> [Your task]
Write out every line below that contains "target".

> [Data under study]
[Start of Attachment]

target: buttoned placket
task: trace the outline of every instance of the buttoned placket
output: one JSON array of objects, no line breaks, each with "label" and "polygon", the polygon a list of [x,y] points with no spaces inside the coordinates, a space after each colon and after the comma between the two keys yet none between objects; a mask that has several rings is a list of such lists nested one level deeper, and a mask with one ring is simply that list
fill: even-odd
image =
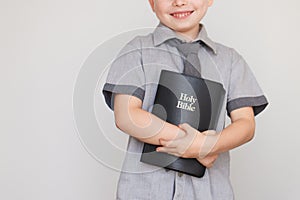
[{"label": "buttoned placket", "polygon": [[176,172],[175,182],[174,182],[173,200],[182,200],[183,199],[185,182],[186,182],[186,175],[184,175],[181,172]]}]

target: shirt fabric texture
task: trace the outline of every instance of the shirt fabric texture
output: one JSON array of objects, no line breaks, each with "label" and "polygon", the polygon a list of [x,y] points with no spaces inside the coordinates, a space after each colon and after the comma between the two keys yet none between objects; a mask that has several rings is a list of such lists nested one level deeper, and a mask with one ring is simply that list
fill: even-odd
[{"label": "shirt fabric texture", "polygon": [[[153,33],[131,40],[112,63],[103,95],[113,109],[114,94],[133,95],[142,100],[142,109],[151,112],[161,70],[183,71],[183,59],[168,40],[178,35],[159,24]],[[219,82],[226,91],[217,125],[224,129],[226,114],[235,109],[252,106],[259,114],[268,104],[258,82],[245,60],[234,49],[213,42],[205,27],[195,40],[201,41],[198,57],[201,77]],[[230,155],[219,155],[213,167],[202,178],[140,162],[143,142],[129,137],[127,153],[120,174],[119,200],[233,200],[230,183]]]}]

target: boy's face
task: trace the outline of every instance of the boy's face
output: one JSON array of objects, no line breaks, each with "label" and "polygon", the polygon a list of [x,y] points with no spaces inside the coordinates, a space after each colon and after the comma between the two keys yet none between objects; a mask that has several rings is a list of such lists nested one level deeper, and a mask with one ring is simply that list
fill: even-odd
[{"label": "boy's face", "polygon": [[196,37],[199,22],[213,0],[149,0],[161,23],[186,37]]}]

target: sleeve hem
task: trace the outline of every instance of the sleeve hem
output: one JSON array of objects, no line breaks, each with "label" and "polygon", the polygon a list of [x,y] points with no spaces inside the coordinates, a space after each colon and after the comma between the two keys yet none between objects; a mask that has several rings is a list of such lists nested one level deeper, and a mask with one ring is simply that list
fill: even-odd
[{"label": "sleeve hem", "polygon": [[105,98],[105,102],[110,109],[114,108],[114,95],[115,94],[128,94],[135,96],[142,101],[144,100],[145,91],[137,86],[132,85],[114,85],[110,83],[105,83],[102,93]]},{"label": "sleeve hem", "polygon": [[262,112],[268,105],[267,98],[262,96],[257,97],[241,97],[233,99],[227,103],[227,114],[229,116],[230,112],[242,107],[252,107],[254,111],[254,116]]}]

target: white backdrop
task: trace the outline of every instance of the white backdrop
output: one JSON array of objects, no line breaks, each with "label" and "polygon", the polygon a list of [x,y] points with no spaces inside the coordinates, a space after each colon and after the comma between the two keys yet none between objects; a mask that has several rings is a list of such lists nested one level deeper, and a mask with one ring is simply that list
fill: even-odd
[{"label": "white backdrop", "polygon": [[[255,139],[232,151],[237,200],[299,198],[299,8],[297,0],[215,0],[204,19],[215,41],[244,56],[270,101]],[[121,150],[108,140],[87,145],[73,92],[97,47],[114,55],[118,45],[107,41],[157,24],[147,0],[0,0],[0,16],[0,199],[113,199],[126,136],[108,128],[112,113],[96,93],[97,120]]]}]

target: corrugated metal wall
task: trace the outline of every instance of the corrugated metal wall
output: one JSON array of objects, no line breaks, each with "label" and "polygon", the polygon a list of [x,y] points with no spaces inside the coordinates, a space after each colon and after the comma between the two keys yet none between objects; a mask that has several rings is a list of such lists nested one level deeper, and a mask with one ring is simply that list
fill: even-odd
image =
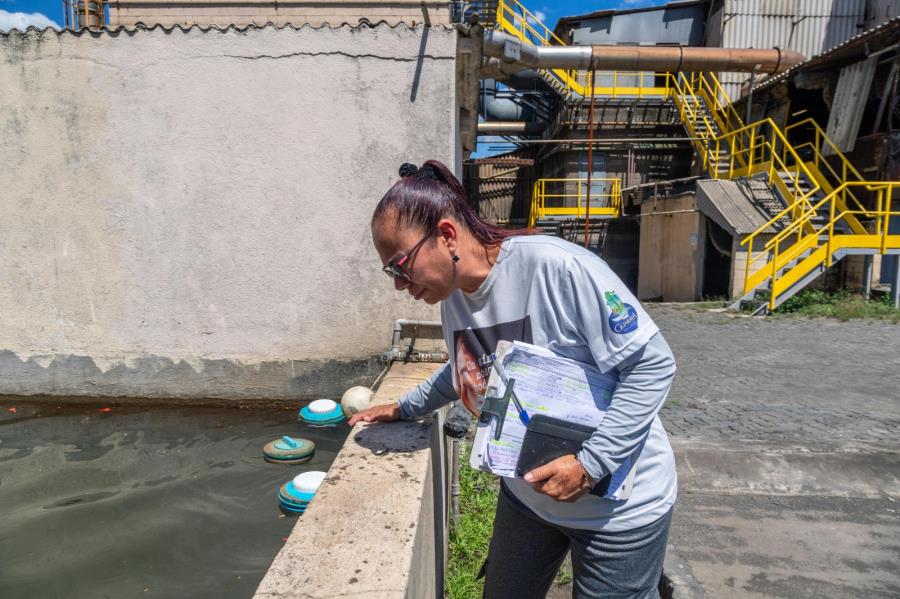
[{"label": "corrugated metal wall", "polygon": [[572,22],[572,44],[703,43],[706,6],[665,6],[658,10],[584,18]]},{"label": "corrugated metal wall", "polygon": [[[865,20],[866,0],[725,0],[721,45],[777,46],[812,58],[859,33]],[[721,75],[732,99],[748,79],[746,73]]]},{"label": "corrugated metal wall", "polygon": [[[506,158],[526,158],[531,151],[511,152]],[[490,222],[521,225],[528,218],[531,186],[534,183],[531,166],[505,164],[504,156],[495,157],[498,163],[467,162],[463,166],[463,185],[478,214]]]},{"label": "corrugated metal wall", "polygon": [[878,27],[885,21],[900,15],[900,0],[868,0],[866,29]]}]

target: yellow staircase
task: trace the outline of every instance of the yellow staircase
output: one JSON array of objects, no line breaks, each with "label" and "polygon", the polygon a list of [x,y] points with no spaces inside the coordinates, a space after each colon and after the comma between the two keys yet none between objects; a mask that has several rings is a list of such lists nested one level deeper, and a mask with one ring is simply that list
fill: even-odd
[{"label": "yellow staircase", "polygon": [[[495,27],[525,43],[564,45],[517,0],[499,1]],[[900,235],[889,234],[890,219],[900,219],[900,199],[892,202],[900,181],[864,179],[812,119],[783,130],[771,119],[744,124],[712,73],[608,73],[598,80],[611,85],[593,90],[586,72],[546,69],[541,76],[568,99],[592,91],[668,98],[709,177],[763,180],[775,192],[781,209],[741,242],[744,295],[735,306],[755,301],[771,311],[847,255],[900,254]],[[541,205],[536,184],[532,224]]]}]

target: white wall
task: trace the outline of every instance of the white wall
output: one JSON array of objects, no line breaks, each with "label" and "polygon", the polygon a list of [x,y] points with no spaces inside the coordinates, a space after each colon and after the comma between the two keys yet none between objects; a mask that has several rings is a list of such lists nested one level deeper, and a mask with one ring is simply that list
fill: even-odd
[{"label": "white wall", "polygon": [[457,161],[452,29],[0,35],[0,393],[293,397],[435,318],[379,272]]}]

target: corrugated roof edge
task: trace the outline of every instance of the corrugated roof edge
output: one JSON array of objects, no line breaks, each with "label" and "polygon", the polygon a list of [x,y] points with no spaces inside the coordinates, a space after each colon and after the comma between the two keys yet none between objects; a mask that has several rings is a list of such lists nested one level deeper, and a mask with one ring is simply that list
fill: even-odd
[{"label": "corrugated roof edge", "polygon": [[793,75],[794,73],[796,73],[797,71],[800,71],[802,69],[809,68],[811,66],[821,64],[823,62],[827,62],[828,59],[831,58],[834,54],[837,54],[842,50],[846,50],[850,46],[855,46],[857,44],[863,44],[863,43],[871,40],[872,38],[878,37],[879,35],[882,35],[883,33],[887,32],[888,30],[895,28],[895,27],[900,29],[900,17],[894,17],[888,21],[885,21],[878,27],[873,27],[872,29],[869,29],[868,31],[863,31],[862,33],[854,35],[850,39],[844,40],[837,46],[833,46],[832,48],[826,50],[825,52],[822,52],[821,54],[816,54],[815,56],[813,56],[806,62],[801,62],[800,64],[789,68],[788,70],[786,70],[783,73],[779,73],[778,75],[776,75],[774,77],[769,77],[765,81],[761,81],[758,85],[753,86],[753,91],[755,93],[759,90],[769,87],[770,85],[774,85],[774,84],[778,83],[779,81],[784,81],[785,79],[788,79],[791,75]]},{"label": "corrugated roof edge", "polygon": [[[182,33],[189,33],[191,31],[193,31],[194,29],[198,29],[201,33],[209,33],[210,31],[214,31],[216,33],[227,33],[229,31],[235,31],[237,33],[244,33],[245,31],[251,30],[251,29],[279,29],[279,30],[293,29],[294,31],[300,31],[302,29],[319,30],[319,29],[324,29],[327,27],[328,29],[345,29],[345,28],[347,28],[347,29],[350,29],[351,31],[360,31],[363,29],[379,29],[379,28],[387,28],[387,29],[402,28],[402,29],[407,29],[407,30],[414,30],[414,29],[419,29],[420,27],[425,27],[425,26],[426,25],[424,23],[419,23],[419,24],[413,25],[413,26],[411,26],[407,23],[397,23],[396,25],[391,25],[387,21],[384,21],[384,20],[377,21],[375,23],[371,23],[366,19],[361,19],[359,21],[359,23],[354,23],[354,24],[350,24],[350,23],[344,21],[340,24],[335,24],[335,25],[332,25],[330,23],[322,23],[321,25],[310,25],[309,23],[304,23],[299,26],[294,25],[292,23],[286,23],[284,25],[276,25],[275,23],[272,23],[271,21],[266,23],[265,25],[253,25],[253,24],[243,25],[243,26],[227,25],[225,27],[219,27],[218,25],[207,25],[207,26],[203,27],[201,25],[197,25],[196,23],[189,25],[187,27],[184,27],[182,25],[170,25],[170,26],[166,27],[165,25],[161,25],[159,23],[148,26],[148,25],[144,25],[143,23],[138,23],[137,25],[131,25],[131,26],[126,26],[126,25],[120,25],[118,27],[104,26],[99,29],[79,29],[79,30],[56,29],[55,27],[45,27],[45,28],[41,29],[38,27],[29,26],[24,31],[20,30],[20,29],[16,29],[16,28],[10,29],[9,31],[6,31],[6,32],[0,31],[0,38],[12,37],[13,35],[24,36],[29,33],[39,33],[41,35],[45,35],[45,34],[51,33],[51,32],[55,33],[57,36],[60,36],[60,37],[63,35],[74,35],[75,37],[81,37],[82,35],[86,35],[86,34],[99,37],[101,35],[116,36],[123,32],[131,35],[138,31],[141,31],[141,32],[155,31],[156,29],[161,29],[161,30],[163,30],[163,32],[168,34],[168,33],[172,33],[176,29],[180,30]],[[452,25],[432,25],[432,26],[430,26],[430,28],[431,29],[444,29],[446,31],[455,29],[455,27]]]}]

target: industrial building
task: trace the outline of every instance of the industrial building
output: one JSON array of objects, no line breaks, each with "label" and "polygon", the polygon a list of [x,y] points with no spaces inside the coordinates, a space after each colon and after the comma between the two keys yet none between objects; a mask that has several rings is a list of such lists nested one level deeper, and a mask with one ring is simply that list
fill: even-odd
[{"label": "industrial building", "polygon": [[460,166],[487,218],[593,247],[644,300],[763,311],[810,284],[898,286],[896,0],[683,0],[553,28],[518,0],[66,6],[74,29],[459,26]]},{"label": "industrial building", "polygon": [[[491,220],[588,245],[642,299],[728,297],[763,312],[808,285],[868,290],[893,281],[892,292],[900,290],[896,2],[671,2],[570,16],[553,28],[516,0],[66,6],[65,31],[0,32],[0,394],[40,396],[54,410],[57,399],[104,401],[98,414],[79,416],[78,435],[91,437],[85,445],[33,434],[43,419],[38,412],[0,409],[3,423],[27,437],[21,451],[4,437],[3,460],[38,460],[22,469],[26,476],[9,479],[13,484],[4,475],[4,493],[24,489],[13,492],[32,513],[78,520],[86,533],[85,541],[63,543],[56,542],[60,529],[50,529],[46,545],[78,558],[75,566],[55,567],[53,577],[43,567],[52,560],[20,551],[10,537],[17,554],[11,571],[29,584],[54,585],[28,596],[75,589],[72,573],[88,566],[108,581],[110,561],[101,558],[116,552],[103,514],[123,516],[117,522],[134,551],[117,556],[117,572],[146,564],[140,543],[148,537],[185,563],[188,552],[176,541],[190,538],[191,557],[204,567],[230,551],[191,534],[195,526],[214,527],[199,507],[231,513],[220,509],[226,485],[204,484],[208,493],[187,502],[189,517],[181,520],[165,509],[172,496],[160,492],[170,483],[194,487],[194,466],[164,466],[164,478],[154,474],[130,486],[121,470],[91,463],[91,455],[109,459],[119,448],[150,462],[154,452],[143,443],[158,441],[158,454],[173,460],[162,464],[177,466],[180,448],[195,443],[193,433],[126,438],[105,420],[112,410],[105,403],[281,407],[372,381],[381,381],[378,401],[393,403],[431,376],[436,365],[415,362],[422,353],[413,345],[426,328],[437,328],[429,324],[439,317],[436,306],[396,293],[372,251],[372,211],[406,160],[429,157],[455,167]],[[889,405],[894,349],[888,344],[888,360],[878,356],[884,340],[896,339],[892,325],[866,326],[877,334],[841,345],[854,325],[813,324],[817,333],[833,332],[792,333],[793,345],[779,346],[770,336],[777,327],[756,323],[765,331],[754,332],[754,348],[740,336],[731,345],[712,343],[720,323],[707,323],[711,333],[695,316],[685,317],[681,339],[701,348],[683,354],[693,367],[683,380],[694,380],[688,394],[698,401],[680,413],[693,418],[702,411],[702,419],[716,422],[707,428],[681,416],[676,426],[703,441],[698,453],[687,454],[699,456],[694,464],[713,463],[719,480],[732,479],[724,486],[712,479],[707,488],[718,501],[723,488],[736,489],[732,483],[754,470],[744,490],[772,503],[761,489],[784,498],[800,481],[796,486],[816,498],[810,511],[782,510],[796,527],[777,535],[760,535],[753,521],[753,538],[783,542],[800,529],[809,538],[836,530],[843,542],[854,529],[830,521],[840,510],[828,506],[847,504],[845,488],[856,493],[855,514],[887,505],[867,503],[872,497],[886,502],[898,494],[895,477],[874,469],[872,453],[845,451],[857,437],[842,436],[869,429],[861,442],[878,448],[884,472],[895,466],[896,454],[882,449],[897,422]],[[730,334],[750,326],[751,319],[732,320]],[[401,345],[404,330],[408,346]],[[820,349],[804,352],[804,344]],[[869,354],[827,355],[859,347]],[[737,353],[746,359],[735,360]],[[790,353],[804,360],[782,360]],[[868,355],[883,368],[860,370]],[[741,370],[742,363],[752,368]],[[718,381],[708,377],[712,371]],[[859,384],[874,379],[880,386]],[[832,385],[842,380],[845,387]],[[798,387],[805,399],[794,393]],[[862,402],[867,396],[877,404],[863,419],[872,405]],[[773,399],[783,400],[775,410],[767,405]],[[742,403],[745,412],[733,411]],[[850,407],[835,409],[841,404]],[[744,437],[732,425],[736,416],[748,430],[786,433],[790,446],[765,449],[763,438]],[[290,413],[291,425],[295,418]],[[355,429],[302,525],[290,537],[266,533],[280,541],[278,557],[257,564],[268,571],[249,579],[264,576],[255,596],[443,596],[448,506],[459,496],[449,473],[460,456],[442,418]],[[88,431],[98,422],[106,433]],[[795,445],[790,435],[806,426],[815,445]],[[714,429],[723,445],[706,445],[704,431]],[[232,433],[210,435],[207,470],[232,467],[220,435]],[[231,439],[240,445],[236,459],[253,466],[245,458],[258,448],[244,438]],[[735,444],[746,451],[722,450]],[[810,452],[820,461],[808,461]],[[714,462],[713,453],[727,459]],[[44,469],[48,456],[78,468],[65,479],[74,486]],[[826,496],[834,477],[822,465],[833,465],[835,456],[849,456],[839,466],[861,474]],[[773,469],[780,476],[772,477]],[[31,476],[43,482],[31,484]],[[879,476],[890,484],[869,485]],[[246,480],[241,485],[250,487]],[[52,501],[40,498],[41,486]],[[166,502],[165,528],[131,503],[151,493]],[[748,495],[736,497],[736,509],[752,505]],[[823,503],[829,498],[835,503]],[[109,500],[129,504],[120,512]],[[57,509],[91,505],[99,519]],[[760,513],[747,511],[746,519]],[[21,526],[24,510],[10,514],[13,527],[4,532],[36,536]],[[865,518],[864,530],[888,526],[893,512],[885,514]],[[130,526],[125,515],[140,524]],[[827,527],[813,529],[810,519],[818,518],[829,520]],[[732,534],[734,521],[725,518],[718,530],[739,543],[746,537]],[[240,528],[236,519],[228,524],[221,528]],[[865,559],[846,561],[879,578],[889,570],[880,564],[891,564],[882,552],[890,557],[894,549],[880,545]],[[844,553],[859,547],[848,542]],[[758,559],[764,551],[739,548],[747,561],[733,567],[764,577],[771,561]],[[234,549],[248,564],[255,551],[250,542]],[[746,568],[750,559],[763,571]],[[836,563],[805,561],[823,570]],[[218,592],[214,582],[234,591],[234,578],[248,578],[243,569],[198,572],[188,575],[209,592]],[[791,571],[779,576],[792,588],[797,580],[816,582]],[[832,578],[838,596],[849,588],[842,576]],[[152,587],[106,594],[164,595],[157,582],[171,579],[171,571],[157,568]],[[740,592],[741,581],[730,581]],[[892,583],[878,580],[874,592]]]},{"label": "industrial building", "polygon": [[496,28],[523,44],[670,48],[683,59],[688,48],[774,48],[778,62],[811,60],[768,72],[594,60],[486,78],[478,130],[495,155],[467,162],[470,194],[500,222],[587,237],[645,300],[726,297],[762,311],[814,282],[868,293],[896,278],[897,175],[890,151],[867,159],[846,140],[860,123],[879,147],[897,139],[898,14],[897,2],[689,1],[565,17],[551,30],[500,2]]}]

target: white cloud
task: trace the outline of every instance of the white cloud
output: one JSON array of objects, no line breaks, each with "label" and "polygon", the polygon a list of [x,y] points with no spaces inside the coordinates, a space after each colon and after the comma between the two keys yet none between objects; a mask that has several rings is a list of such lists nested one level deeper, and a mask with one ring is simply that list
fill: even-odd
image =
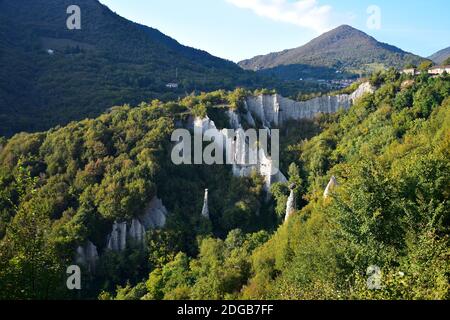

[End of Attachment]

> [Reply to the task]
target: buttoned placket
target: shirt fabric texture
target: boy's face
target: sleeve hem
target: white backdrop
target: corrugated metal wall
target: yellow staircase
target: white wall
target: corrugated roof edge
target: industrial building
target: white cloud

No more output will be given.